Os "Positivismos" do Círculo de Viena, de Popper e de Lazarsfeld

Assim como Halfpenny aponta para uma série de significados que o termo "positivismo" foi adquirindo a partir de Comte, o que amplia a polêmica sobre o seu uso, Giddens (op. cit.:317-19) acentua que o uso indiscriminado do conceito fez com que ele passasse a ter, inclusive, uma conotação pejorativa. Daí, ressalta Giddens, a importância de estudá-lo a partir da filosofia para traçar sua influência sobre as ciências sociais.

Para ele, tal influência se deu (a) de forma restrita ou específica, relativamente àqueles que se consideram positivistas; neste caso, há duas fases de desenvolvimento do positivismo, que guardam semelhanças e diferenças entre si: uma no campo da teoria social (a filosofia positiva, de Comte); e outra, na epistemologia (o positivismo lógico do Círculo de Viena); (b) de forma mais geral, ampla e difusamente, para "os filósofos que adotaram a maioria de uma série, ou toda a série, de [certas] perspectivas interligadas", tais como: "o fenomenalismo [...]; a representação da filosofia como método de análise [...]; a dualidade do fato e valor [...]; e a noção de ‘unidade da Ciência’[...]" (op. cit.:317-18).

Mas, como afirma Giddens, a influência de Comte sobre pensadores deste século foi possibilitada por Durkheim e sua obra, apesar das críticas que este fazia àquele. A despeito disso, é inegável que "o legado de Comte paira sobretudo no esquema metodológico da Sociologia que Durkheim elaborou" (op. cit.:325). E apesar de não considerar a obra de Durkheim mera extensão dos trabalhos de Comte, ele entende que

“os escritos de Durkheim tiveram maior influência do que os de qualquer outro autor na ciência social acadêmica, para a difusão da ‘Sociologia Positivista’ [...]. Através deles, o ‘positivismo’ de Comte teve uma influência importante sobre o desenvolvimento mais generalizado dessa Sociologia Positivista. Essa é uma linha que leva de Comte ao pensamento do século XX. A outra é menos direta, ligando Comte ao positivismo lógico do Círculo de Viena”. (op. cit.:327)

A ligação "menos indireta" a que se refere Giddens é a mediação operada pelo físico e fisiologista Ernest Mach entre o pensamento de Comte e os membros do Círculo.

Então, os aspectos do pensamento Comteano presentes em Mach, que permitem tal passagem, são, ainda segundo Giddens, os seguintes:

“1. A reconstituição da história como a realização do espírito positivo [...]. A fase positiva do pensamento não é transitória. 2. A dissolução final da metafísica, intimamente ligada à idéia da supressão da própria Filosofia [...]. As questões postuladas pela Filosofia metafísica são destituídas de conteúdo. 3. A existência de um limite claro e definível entre o factual, ou o ‘observável’, e o imaginário, ou ‘fictício’. [...] Comte adota o ponto de vista do empiricismo [...]. 4. O ‘relativismo’ do conhecimento humano. [...] A ciência [...] não pretende essências ou causas finais. O conhecimento científico não é nunca ‘acabado’, mas constantemente aberto à modificação e melhoria. 5. O laço integral entre a ciência e o progresso moral e material da humanidade”. (op. cit.:328)

- **O problema**
Extraia do trecho sobre o positivismo a passagem que começa em "Assim como Halfpenny" e segue até "as ciências sociais.", sem alterar nenhuma palavra. As linhas que vêm depois deste trecho são um material separado dele.

- **Informações fornecidas**
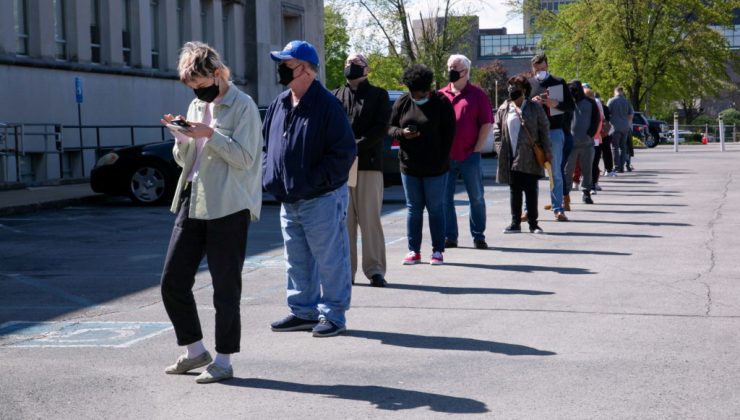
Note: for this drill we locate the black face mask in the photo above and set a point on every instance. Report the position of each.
(207, 94)
(353, 72)
(454, 76)
(285, 74)
(514, 93)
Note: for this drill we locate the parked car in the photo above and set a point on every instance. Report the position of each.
(146, 173)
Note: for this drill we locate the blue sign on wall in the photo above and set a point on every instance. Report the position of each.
(78, 90)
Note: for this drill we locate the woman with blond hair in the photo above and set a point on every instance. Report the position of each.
(219, 146)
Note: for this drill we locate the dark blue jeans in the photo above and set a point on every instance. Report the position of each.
(472, 175)
(424, 192)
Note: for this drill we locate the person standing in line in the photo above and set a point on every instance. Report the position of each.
(369, 110)
(309, 150)
(474, 118)
(520, 124)
(620, 114)
(424, 123)
(585, 125)
(218, 193)
(552, 92)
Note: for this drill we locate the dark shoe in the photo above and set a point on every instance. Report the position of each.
(293, 323)
(512, 228)
(377, 280)
(327, 328)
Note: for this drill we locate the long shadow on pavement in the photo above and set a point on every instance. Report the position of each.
(524, 268)
(466, 290)
(383, 398)
(559, 251)
(447, 343)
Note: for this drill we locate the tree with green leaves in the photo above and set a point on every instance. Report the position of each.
(658, 50)
(336, 45)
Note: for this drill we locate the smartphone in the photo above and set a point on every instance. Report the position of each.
(179, 125)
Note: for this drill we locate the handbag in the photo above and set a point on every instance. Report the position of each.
(539, 152)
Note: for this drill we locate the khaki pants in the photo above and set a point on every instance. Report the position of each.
(365, 203)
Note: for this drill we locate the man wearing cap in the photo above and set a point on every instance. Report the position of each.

- **A resposta**
Assim como Halfpenny aponta para uma série de significados que o termo "positivismo" foi adquirindo a partir de Comte, o que amplia a polêmica sobre o seu uso, Giddens (op. cit.:317-19) acentua que o uso indiscriminado do conceito fez com que ele passasse a ter, inclusive, uma conotação pejorativa. Daí, ressalta Giddens, a importância de estudá-lo a partir da filosofia para traçar sua influência sobre as ciências sociais.